= Task goal =
Output the data below as a two-column CSV headed instruction and coordinates, one row for each instruction with all of its coordinates. Quote both fields and replace any line breaks with spaces.

= Information provided =
-.-.-
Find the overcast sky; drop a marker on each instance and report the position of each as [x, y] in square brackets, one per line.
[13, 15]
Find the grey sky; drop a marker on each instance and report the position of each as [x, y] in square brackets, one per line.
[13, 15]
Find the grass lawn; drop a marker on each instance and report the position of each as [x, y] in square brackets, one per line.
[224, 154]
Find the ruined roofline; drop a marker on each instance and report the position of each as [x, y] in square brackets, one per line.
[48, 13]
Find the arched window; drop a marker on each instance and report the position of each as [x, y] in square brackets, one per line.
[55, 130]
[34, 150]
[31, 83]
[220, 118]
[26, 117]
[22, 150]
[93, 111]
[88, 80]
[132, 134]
-.-.-
= Response below =
instruction,coordinates
"Find the overcast sky; drop a marker on each instance and report the position of each as [x, y] in square brackets, one per line.","[13, 15]"
"Find the grey sky; drop a marker on each instance and report the position of each as [x, y] in square brackets, one per line.","[13, 15]"
"Find the grass lawn; drop a marker on each instance and report the position of each as [x, y] in square brackets, one per line.","[224, 154]"
"Find the ruined roofline; drop a marker on each instance and report the position of each as [x, y] in square brackets, one per line.","[48, 13]"
"Find the arched window; drop a marker on each instance and report the position of each as [x, y] in square brackets, one per line.","[55, 130] [34, 150] [31, 83] [220, 118] [26, 117] [22, 150] [93, 111] [88, 80] [132, 134]"